**Required tasks**
a) Decide whether each statement agrees with the theater article, answering yes or no and quoting the deciding words: (i) the show is based on a movie from 1980; (ii) the production has a cast of 45; (iii) Dolly Parton wrote the music.
b) Transcribe the theater article from "The Romeo Theatre" up to and including "cast and message.".

**Source text**
## Begin
The Romeo Theatre Company will present the Broadway production, "9 to 5: The Musical" at the David L. Olson Auditorium from March 27-30.
Adapted from the 1980 movie of the same title, the comedy depicts three female co-workers pushed to the breaking point by their sleazy and arrogant boss, so they hatch a plan to overthrow him and take control of the company.
Kendra Walls, theater instructor and director, said Romeo will be one of the first schools in Michigan to perform the musical, and loves that it has a strong female cast and message.
"This is about empowering yourself, be the best that you can be and you'll get what you deserve," she said.
The music was written by superstar Dolly Parton, who played a lead role in the film. A cast of 47 will perform 18 musical pieces like the "9 to 5" theme song and "Heart to Hart."
"Each character has such a different type of music, it's not like it's the same style of music through the whole show," she said.
## End
**Raw data**
## Begin
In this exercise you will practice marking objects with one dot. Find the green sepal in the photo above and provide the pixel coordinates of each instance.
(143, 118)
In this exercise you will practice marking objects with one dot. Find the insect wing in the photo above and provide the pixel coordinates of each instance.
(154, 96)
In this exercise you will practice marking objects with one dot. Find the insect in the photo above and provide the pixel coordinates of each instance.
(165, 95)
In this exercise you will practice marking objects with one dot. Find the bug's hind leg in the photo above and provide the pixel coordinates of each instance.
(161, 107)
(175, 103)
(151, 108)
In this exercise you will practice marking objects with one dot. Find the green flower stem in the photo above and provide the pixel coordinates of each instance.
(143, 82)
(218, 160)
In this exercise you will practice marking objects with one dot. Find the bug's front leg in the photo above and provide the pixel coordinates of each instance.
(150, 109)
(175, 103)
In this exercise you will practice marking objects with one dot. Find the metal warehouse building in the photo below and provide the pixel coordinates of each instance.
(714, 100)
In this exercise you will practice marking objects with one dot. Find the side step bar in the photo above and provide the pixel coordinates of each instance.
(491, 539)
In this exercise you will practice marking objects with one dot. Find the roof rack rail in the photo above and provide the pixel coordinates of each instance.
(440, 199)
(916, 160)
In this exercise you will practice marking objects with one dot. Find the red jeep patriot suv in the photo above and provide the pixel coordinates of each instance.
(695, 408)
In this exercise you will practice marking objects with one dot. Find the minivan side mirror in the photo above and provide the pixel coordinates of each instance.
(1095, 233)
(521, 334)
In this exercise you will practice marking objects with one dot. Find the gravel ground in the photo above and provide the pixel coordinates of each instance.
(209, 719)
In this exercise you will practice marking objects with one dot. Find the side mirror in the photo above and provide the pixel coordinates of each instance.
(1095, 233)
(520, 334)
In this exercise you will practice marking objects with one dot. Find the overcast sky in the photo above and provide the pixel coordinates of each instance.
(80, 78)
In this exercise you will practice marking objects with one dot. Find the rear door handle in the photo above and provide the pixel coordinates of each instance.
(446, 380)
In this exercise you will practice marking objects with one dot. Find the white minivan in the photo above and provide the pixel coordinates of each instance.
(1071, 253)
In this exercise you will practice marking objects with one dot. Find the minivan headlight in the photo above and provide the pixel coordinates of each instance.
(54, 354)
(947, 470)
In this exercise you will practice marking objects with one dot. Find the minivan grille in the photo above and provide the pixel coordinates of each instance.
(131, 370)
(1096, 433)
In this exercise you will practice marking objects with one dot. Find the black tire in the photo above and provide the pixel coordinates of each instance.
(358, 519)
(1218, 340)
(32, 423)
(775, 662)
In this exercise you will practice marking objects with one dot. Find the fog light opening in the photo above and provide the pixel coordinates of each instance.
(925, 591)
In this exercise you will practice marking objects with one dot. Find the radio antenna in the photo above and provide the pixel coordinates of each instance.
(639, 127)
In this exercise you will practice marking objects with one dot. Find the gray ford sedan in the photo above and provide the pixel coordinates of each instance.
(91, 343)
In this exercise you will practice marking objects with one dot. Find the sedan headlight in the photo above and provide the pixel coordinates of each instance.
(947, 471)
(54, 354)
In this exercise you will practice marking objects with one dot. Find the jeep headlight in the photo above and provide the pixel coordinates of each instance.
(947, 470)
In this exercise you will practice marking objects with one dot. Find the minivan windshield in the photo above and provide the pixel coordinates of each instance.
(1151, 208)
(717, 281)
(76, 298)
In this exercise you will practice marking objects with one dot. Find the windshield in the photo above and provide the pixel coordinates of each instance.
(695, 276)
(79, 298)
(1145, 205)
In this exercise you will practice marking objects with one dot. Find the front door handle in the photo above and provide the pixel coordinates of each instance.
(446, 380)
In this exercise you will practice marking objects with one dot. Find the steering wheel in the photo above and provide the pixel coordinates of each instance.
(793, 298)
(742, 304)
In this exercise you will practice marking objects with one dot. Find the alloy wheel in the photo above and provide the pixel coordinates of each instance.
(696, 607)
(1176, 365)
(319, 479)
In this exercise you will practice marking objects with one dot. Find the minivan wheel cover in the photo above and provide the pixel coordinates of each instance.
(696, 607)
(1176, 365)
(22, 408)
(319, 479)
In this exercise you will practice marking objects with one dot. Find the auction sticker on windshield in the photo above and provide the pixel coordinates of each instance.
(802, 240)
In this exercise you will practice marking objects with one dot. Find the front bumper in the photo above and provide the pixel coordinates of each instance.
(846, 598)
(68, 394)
## End
**Answers provided**
a)
(i) Yes: "Adapted from the 1980 movie of the same title"
(ii) No: "A cast of 47 will perform 18 musical pieces"
(iii) Yes: "The music was written by superstar Dolly Parton"

b)
The Romeo Theatre Company will present the Broadway production, "9 to 5: The Musical" at the David L. Olson Auditorium from March 27-30.
Adapted from the 1980 movie of the same title, the comedy depicts three female co-workers pushed to the breaking point by their sleazy and arrogant boss, so they hatch a plan to overthrow him and take control of the company.
Kendra Walls, theater instructor and director, said Romeo will be one of the first schools in Michigan to perform the musical, and loves that it has a strong female cast and message.